■ What is required ■
Where does the word "decorative" show up in the data? Please find each such line and copy it.

■ Listed entries ■
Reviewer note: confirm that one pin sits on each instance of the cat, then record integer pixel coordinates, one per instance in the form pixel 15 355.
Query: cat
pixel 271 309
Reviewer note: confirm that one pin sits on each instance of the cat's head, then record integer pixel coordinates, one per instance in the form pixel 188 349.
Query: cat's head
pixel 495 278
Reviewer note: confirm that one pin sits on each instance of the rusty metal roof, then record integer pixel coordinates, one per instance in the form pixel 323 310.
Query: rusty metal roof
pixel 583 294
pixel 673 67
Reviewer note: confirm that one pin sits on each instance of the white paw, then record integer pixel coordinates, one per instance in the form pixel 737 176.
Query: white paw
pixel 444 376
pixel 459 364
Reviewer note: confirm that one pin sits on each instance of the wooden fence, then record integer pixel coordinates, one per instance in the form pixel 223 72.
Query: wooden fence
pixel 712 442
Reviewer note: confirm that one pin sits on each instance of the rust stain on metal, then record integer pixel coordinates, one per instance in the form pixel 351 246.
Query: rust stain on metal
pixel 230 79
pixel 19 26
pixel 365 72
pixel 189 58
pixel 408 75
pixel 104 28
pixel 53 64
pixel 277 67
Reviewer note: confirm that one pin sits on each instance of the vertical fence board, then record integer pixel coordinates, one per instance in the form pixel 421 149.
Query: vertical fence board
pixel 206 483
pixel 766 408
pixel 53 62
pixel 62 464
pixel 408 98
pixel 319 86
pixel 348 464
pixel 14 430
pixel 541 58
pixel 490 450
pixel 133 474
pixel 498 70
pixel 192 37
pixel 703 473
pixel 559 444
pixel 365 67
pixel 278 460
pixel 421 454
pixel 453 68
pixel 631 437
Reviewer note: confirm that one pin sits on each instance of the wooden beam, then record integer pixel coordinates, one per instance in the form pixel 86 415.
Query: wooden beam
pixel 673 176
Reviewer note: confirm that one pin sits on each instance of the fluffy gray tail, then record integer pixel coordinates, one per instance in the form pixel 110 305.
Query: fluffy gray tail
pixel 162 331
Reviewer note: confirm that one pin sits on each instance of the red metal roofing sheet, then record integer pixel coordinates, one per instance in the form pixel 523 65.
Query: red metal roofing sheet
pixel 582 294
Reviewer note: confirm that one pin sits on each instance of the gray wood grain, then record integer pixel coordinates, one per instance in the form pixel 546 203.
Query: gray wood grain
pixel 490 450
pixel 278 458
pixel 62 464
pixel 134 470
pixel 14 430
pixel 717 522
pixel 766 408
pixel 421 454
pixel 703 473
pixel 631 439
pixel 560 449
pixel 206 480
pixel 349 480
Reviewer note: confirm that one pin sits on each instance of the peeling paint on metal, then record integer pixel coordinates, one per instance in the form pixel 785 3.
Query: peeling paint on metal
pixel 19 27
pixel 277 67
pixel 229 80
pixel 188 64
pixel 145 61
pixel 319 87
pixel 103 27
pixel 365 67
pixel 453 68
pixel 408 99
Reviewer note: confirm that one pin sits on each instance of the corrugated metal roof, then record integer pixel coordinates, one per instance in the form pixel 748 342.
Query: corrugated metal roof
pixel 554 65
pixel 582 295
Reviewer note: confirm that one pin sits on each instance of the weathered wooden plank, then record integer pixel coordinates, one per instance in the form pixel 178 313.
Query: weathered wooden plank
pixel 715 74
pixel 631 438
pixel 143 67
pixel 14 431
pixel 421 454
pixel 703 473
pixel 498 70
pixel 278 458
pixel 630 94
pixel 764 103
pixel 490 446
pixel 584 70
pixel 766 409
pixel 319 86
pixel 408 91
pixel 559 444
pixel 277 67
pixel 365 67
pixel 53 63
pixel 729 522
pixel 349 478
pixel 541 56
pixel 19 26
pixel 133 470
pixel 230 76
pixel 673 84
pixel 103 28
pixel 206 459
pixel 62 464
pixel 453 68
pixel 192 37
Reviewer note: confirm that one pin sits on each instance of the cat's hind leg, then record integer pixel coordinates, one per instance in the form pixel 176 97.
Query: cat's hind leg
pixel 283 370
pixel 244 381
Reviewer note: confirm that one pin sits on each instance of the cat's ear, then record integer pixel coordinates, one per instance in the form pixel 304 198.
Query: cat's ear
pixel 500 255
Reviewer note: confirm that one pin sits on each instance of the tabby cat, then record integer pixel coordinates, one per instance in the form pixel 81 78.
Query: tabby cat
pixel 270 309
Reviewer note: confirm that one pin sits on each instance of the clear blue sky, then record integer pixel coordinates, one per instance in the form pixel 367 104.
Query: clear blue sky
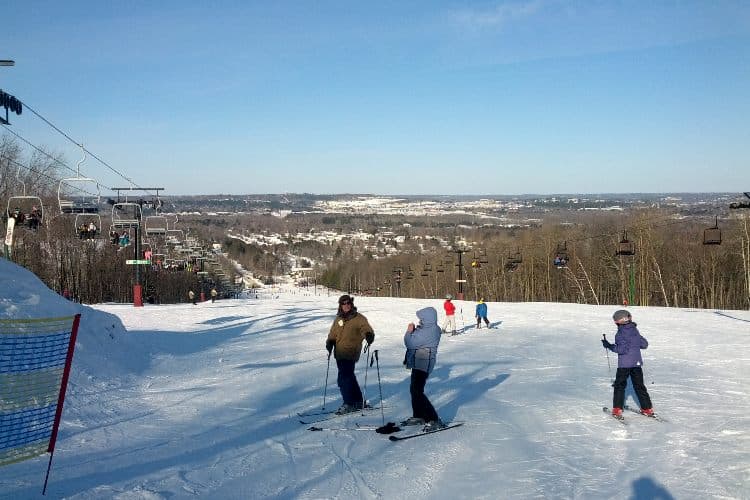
pixel 389 97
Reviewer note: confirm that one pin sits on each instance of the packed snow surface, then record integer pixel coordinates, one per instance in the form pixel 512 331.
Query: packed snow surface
pixel 184 401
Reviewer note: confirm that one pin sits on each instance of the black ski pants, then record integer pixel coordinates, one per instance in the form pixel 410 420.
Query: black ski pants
pixel 621 382
pixel 347 381
pixel 420 405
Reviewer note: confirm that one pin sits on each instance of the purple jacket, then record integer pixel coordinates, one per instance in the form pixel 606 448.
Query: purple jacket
pixel 628 345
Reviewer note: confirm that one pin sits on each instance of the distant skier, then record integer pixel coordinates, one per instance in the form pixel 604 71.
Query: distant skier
pixel 345 338
pixel 421 355
pixel 481 314
pixel 450 315
pixel 628 345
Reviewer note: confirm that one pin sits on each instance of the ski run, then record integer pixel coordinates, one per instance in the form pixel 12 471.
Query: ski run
pixel 177 402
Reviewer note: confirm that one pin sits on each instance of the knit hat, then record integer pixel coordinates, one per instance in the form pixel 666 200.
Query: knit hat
pixel 620 315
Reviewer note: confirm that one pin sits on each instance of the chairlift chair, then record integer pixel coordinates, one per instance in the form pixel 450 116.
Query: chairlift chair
pixel 712 235
pixel 30 208
pixel 84 220
pixel 155 225
pixel 126 215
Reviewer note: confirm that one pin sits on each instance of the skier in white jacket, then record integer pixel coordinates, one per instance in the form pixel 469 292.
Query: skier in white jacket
pixel 421 355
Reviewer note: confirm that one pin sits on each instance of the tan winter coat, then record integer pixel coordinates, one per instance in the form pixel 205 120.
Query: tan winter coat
pixel 348 333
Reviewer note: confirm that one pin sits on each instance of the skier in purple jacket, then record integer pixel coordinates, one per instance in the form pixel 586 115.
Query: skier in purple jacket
pixel 628 345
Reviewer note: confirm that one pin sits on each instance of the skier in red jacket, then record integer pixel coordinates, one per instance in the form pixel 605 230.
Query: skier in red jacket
pixel 450 315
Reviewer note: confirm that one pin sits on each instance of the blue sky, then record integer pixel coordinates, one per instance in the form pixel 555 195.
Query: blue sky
pixel 438 97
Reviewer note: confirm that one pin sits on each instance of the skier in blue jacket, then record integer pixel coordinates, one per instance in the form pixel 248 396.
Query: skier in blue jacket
pixel 481 314
pixel 628 345
pixel 421 355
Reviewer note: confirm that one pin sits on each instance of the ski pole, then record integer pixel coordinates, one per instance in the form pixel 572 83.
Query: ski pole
pixel 364 389
pixel 380 388
pixel 609 366
pixel 325 389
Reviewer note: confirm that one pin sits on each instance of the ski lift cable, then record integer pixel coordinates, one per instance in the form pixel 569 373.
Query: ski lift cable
pixel 78 143
pixel 36 172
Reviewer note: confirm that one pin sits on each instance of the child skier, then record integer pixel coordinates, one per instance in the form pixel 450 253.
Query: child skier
pixel 481 314
pixel 628 345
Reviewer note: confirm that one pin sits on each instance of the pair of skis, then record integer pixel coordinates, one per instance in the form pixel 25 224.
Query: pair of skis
pixel 621 418
pixel 358 427
pixel 315 416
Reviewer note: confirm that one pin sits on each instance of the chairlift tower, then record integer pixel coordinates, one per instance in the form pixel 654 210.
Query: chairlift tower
pixel 461 280
pixel 137 287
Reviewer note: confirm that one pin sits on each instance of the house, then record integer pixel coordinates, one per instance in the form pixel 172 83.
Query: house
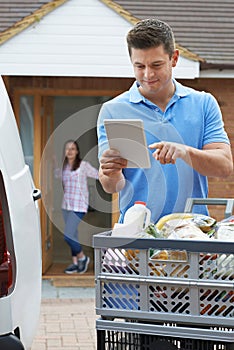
pixel 61 59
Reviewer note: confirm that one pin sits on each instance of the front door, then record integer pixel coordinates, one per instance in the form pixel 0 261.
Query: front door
pixel 46 180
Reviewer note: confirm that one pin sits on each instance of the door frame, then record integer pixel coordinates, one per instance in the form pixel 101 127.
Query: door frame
pixel 39 94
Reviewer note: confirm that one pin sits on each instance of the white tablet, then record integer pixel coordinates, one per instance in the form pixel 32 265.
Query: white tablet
pixel 128 137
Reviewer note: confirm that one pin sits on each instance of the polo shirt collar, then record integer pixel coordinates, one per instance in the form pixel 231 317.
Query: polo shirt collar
pixel 136 97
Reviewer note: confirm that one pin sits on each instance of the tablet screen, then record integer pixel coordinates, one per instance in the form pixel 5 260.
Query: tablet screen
pixel 128 137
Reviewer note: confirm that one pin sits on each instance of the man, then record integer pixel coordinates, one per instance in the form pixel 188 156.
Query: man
pixel 184 130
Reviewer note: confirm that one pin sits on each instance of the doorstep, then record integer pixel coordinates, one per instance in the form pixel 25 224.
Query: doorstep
pixel 60 279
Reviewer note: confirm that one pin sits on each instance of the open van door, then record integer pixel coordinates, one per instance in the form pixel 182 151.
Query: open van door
pixel 20 238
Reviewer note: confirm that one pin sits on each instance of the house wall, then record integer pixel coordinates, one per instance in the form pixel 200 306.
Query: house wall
pixel 222 89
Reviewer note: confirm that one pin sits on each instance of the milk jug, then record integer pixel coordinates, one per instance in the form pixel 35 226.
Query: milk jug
pixel 138 215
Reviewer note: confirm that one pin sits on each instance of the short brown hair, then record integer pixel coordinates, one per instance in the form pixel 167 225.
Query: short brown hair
pixel 150 33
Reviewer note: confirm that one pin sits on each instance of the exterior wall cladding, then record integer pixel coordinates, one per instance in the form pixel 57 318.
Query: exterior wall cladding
pixel 223 90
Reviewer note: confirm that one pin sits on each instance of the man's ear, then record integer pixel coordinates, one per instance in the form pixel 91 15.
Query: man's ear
pixel 175 58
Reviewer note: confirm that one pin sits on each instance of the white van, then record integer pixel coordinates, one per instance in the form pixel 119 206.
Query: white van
pixel 20 238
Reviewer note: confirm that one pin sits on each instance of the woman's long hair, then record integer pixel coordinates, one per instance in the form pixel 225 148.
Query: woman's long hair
pixel 77 160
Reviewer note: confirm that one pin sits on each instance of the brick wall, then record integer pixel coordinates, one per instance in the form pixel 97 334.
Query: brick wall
pixel 223 90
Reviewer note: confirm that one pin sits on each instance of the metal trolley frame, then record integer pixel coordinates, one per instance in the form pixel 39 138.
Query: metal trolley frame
pixel 147 304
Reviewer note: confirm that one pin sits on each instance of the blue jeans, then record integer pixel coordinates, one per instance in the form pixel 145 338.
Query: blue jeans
pixel 72 220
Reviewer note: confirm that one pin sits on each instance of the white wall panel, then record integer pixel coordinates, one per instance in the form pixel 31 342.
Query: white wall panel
pixel 79 38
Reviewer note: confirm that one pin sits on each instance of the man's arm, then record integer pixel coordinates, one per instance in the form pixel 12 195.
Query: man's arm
pixel 110 171
pixel 215 159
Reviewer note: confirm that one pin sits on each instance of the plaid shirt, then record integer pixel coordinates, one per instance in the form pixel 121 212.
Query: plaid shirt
pixel 75 186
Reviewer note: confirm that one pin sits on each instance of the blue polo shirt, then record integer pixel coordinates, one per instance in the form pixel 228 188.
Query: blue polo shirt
pixel 192 118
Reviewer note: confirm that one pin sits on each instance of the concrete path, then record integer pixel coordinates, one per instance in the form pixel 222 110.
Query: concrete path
pixel 67 320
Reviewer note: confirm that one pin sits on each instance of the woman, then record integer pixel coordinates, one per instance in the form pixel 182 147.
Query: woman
pixel 75 172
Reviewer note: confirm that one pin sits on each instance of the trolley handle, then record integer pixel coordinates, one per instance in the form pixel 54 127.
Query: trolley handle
pixel 228 202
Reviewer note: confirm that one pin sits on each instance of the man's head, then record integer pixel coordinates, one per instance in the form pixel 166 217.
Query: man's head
pixel 150 33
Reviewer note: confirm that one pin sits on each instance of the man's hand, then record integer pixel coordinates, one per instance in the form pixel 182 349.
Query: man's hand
pixel 214 160
pixel 168 152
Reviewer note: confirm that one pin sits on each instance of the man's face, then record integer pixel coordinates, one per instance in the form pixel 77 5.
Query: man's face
pixel 153 68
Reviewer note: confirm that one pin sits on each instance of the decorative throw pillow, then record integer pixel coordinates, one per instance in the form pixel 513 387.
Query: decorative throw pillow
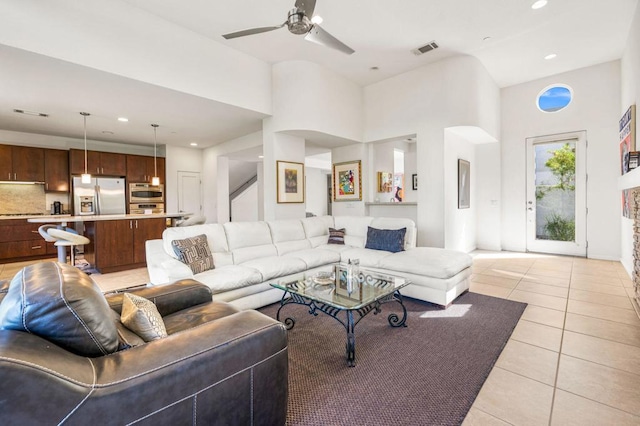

■ Output ■
Reviewer note: confirm that one pin sits on each instance of the decorative throw pillow, then record integer pixel coordinates, one per instance in the form pixel 513 387.
Query: decorative throw pillow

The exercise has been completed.